The GATOS Workflow: Can Open-Source AI Help Scale Thematic Analysis?
- Yuan Ren
- 3 days ago
- 5 min read
Why GATOS Matters
Qualitative data are often where social scientists go when numbers are not enough. Open-ended survey responses, interviews, and written reflections can capture forms of meaning that are difficult to reduce to numbers. As Saldaña (2011) argues, qualitative data analysis is fundamentally a process of meaning-making: researchers construct patterns, identify relationships, and move between inductive and deductive forms of reasoning.
The difficulty is that this work is slow. Coding qualitative data usually requires researchers to read, interpret, compare, revise, and organize large amounts of text by hand. This process is valuable precisely because it is careful, but it does not scale easily when researchers face thousands of open-ended responses. This tension provides the backdrop for Katz, Coloyan Fleming, and Main’s study, Thematic analysis with open-source generative AI and machine learning: a new method for inductive qualitative codebook development, in which they introduce the Generative AI-enabled Theme Organization and Structuring workflow, or GATOS.

§ **YOUR TASK**
Continue the blog post on the GATOS workflow from where it stops.

§ **LISTED ENTRIES**
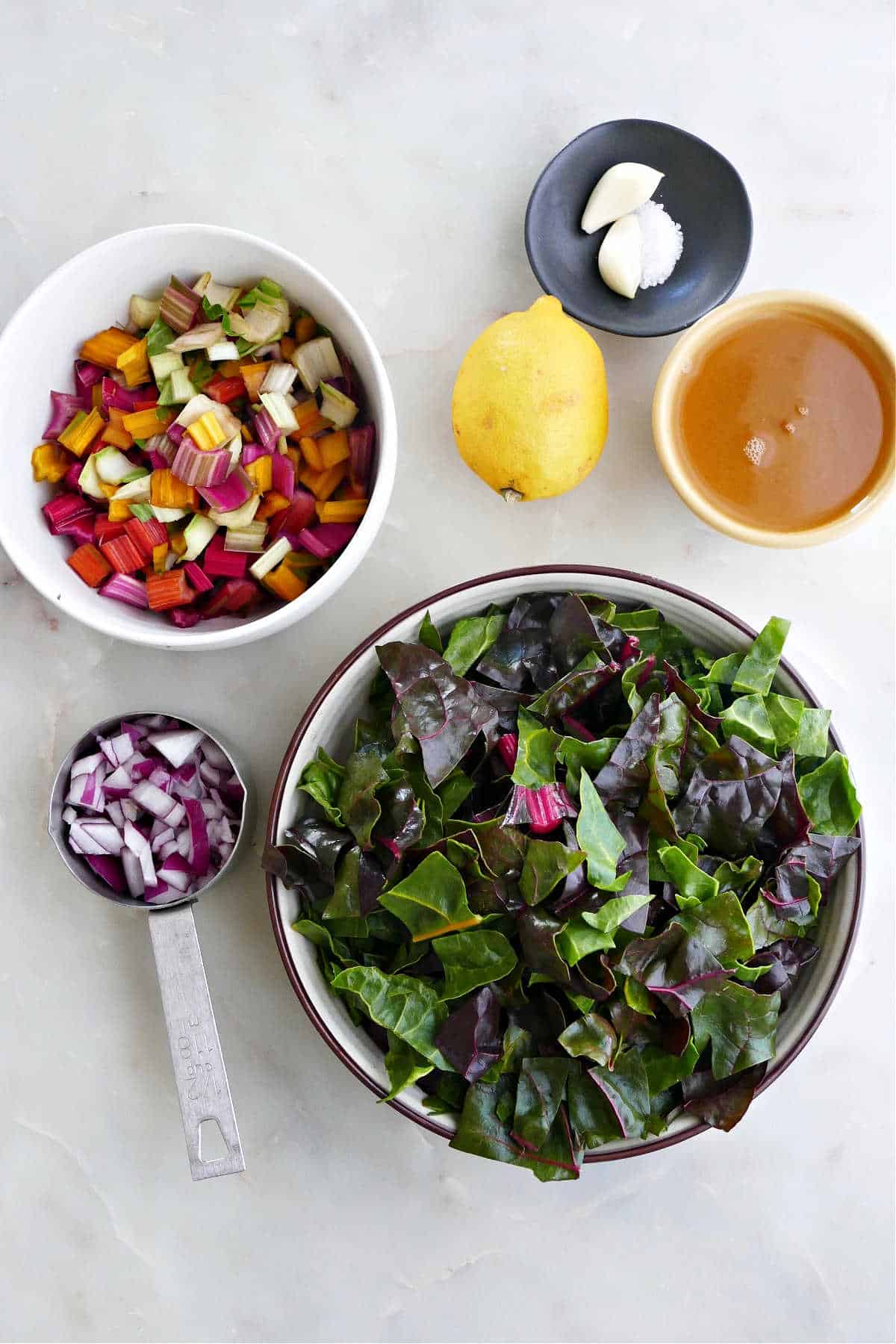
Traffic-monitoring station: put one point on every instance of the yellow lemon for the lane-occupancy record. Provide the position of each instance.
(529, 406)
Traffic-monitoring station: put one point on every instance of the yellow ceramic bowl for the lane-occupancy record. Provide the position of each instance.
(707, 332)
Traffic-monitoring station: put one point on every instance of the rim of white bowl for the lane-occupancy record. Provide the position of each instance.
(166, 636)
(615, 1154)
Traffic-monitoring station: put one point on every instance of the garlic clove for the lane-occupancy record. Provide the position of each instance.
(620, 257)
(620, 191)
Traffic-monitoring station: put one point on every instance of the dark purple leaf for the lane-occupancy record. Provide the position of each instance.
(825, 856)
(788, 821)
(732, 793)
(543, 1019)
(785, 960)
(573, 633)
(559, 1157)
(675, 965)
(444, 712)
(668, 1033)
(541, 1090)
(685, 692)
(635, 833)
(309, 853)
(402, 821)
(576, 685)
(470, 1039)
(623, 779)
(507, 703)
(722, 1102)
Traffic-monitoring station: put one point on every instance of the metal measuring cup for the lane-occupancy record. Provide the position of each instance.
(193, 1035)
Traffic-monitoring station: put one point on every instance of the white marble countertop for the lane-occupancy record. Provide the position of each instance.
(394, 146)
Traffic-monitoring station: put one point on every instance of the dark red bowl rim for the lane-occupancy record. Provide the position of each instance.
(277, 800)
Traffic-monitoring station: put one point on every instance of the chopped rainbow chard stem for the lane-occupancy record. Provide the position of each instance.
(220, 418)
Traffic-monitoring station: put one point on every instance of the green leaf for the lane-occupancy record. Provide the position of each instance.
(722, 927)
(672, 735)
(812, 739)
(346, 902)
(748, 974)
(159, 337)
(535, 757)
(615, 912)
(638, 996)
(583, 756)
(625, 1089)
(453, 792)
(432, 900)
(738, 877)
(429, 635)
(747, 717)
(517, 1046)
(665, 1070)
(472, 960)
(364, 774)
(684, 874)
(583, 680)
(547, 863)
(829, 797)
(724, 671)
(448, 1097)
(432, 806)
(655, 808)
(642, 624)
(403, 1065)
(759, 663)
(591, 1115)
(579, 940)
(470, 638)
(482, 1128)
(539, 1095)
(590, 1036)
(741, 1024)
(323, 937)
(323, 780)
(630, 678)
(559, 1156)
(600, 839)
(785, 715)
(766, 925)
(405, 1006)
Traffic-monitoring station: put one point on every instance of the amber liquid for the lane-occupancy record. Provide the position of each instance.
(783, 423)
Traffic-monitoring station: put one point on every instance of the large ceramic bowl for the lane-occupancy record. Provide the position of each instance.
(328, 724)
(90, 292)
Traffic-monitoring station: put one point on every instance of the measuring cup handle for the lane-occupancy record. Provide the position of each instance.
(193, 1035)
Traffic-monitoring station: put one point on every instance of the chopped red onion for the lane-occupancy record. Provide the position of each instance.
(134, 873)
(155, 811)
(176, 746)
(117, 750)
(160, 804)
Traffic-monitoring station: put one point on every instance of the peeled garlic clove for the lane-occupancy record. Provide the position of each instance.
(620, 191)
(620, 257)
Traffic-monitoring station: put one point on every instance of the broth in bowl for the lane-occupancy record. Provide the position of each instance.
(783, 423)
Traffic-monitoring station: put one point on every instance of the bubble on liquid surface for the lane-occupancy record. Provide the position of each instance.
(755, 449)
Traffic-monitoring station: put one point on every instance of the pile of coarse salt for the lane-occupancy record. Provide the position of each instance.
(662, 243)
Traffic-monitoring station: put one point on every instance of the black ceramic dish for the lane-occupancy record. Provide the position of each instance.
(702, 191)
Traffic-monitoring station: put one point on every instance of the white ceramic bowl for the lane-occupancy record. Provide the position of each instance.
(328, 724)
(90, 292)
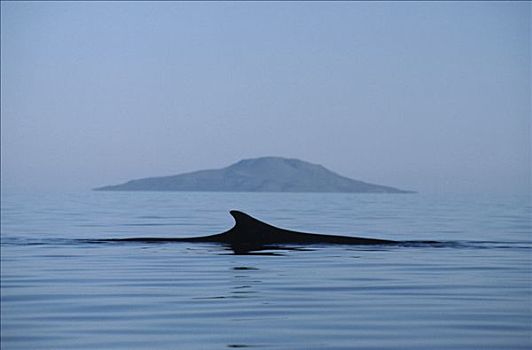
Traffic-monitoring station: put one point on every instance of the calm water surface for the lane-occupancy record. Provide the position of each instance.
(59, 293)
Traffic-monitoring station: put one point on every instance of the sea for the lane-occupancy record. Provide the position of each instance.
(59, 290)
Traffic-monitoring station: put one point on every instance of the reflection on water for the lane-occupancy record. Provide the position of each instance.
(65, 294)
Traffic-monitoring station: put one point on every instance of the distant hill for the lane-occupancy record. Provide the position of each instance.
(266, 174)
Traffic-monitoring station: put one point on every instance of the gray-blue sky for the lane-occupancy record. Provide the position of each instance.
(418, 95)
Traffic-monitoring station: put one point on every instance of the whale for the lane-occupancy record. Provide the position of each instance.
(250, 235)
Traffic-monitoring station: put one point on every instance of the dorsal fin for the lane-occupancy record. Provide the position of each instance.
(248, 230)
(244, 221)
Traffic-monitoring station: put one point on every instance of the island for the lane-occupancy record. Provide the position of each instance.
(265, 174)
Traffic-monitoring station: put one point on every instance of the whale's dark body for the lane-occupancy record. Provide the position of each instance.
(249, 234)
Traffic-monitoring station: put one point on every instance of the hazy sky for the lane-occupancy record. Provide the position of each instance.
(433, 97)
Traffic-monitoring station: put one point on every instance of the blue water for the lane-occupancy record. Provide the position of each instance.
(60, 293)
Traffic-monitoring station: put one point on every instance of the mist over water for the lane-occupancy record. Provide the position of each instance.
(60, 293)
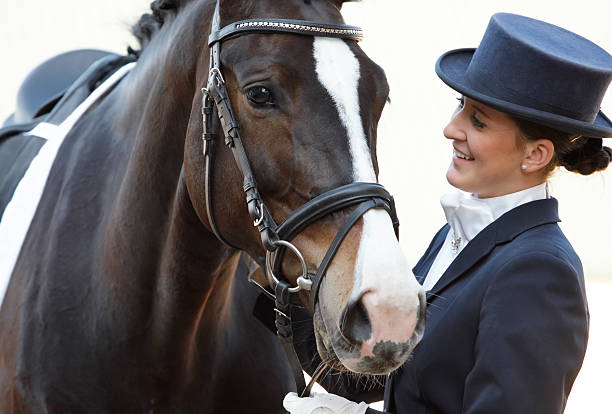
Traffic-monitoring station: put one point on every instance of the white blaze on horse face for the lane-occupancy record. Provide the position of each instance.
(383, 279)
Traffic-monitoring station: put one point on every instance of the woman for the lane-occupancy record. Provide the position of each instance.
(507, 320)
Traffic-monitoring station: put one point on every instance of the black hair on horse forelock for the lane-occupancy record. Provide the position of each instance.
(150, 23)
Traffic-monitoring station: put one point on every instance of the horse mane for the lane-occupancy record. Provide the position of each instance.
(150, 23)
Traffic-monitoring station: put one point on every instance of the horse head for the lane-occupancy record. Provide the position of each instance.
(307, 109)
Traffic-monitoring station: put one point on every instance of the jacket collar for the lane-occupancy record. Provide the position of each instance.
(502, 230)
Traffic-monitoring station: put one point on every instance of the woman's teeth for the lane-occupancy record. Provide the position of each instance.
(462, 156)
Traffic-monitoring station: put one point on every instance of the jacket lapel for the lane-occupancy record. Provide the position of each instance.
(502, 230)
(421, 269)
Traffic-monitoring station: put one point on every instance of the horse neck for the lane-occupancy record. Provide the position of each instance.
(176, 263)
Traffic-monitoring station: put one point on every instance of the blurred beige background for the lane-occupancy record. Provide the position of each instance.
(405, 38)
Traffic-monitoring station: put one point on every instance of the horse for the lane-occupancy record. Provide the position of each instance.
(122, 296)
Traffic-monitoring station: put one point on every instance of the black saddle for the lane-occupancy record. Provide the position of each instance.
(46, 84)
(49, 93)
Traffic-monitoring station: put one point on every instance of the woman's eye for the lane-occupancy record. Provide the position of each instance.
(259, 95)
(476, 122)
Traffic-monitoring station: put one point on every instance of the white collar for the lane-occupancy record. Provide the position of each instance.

§ **EXERCISE RESULT**
GATOS is designed to explore whether open-weight generative text models, combined with machine learning techniques, can support large-scale qualitative codebook development. Importantly, the paper does not present AI as a replacement for qualitative interpretation. Instead, it asks whether parts of the codebook-development process can be made more scalable, inspectable, and reproducible. The authors also emphasize open-weight models because they may offer advantages for privacy, local control, and reproducibility compared with proprietary systems, especially when researchers are working with sensitive qualitative data.

Inside the GATOS Workflow
GATOS draws on aspects of thematic analysis, particularly the stages related to generating, refining, and organizing codes. Braun and Clarke’s (2006) six-phase approach to thematic analysis provides an important reference point. The workflow begins by summarizing each original text unit in relation to the researcher’s question. These summaries function somewhat like analytic memos: they identify research-relevant points from longer responses. The system then converts these summary points into text embeddings, reduces their dimensionality, and clusters semantically similar points together. For example, different comments about team leader communication might be grouped into the same cluster even if they use different wording.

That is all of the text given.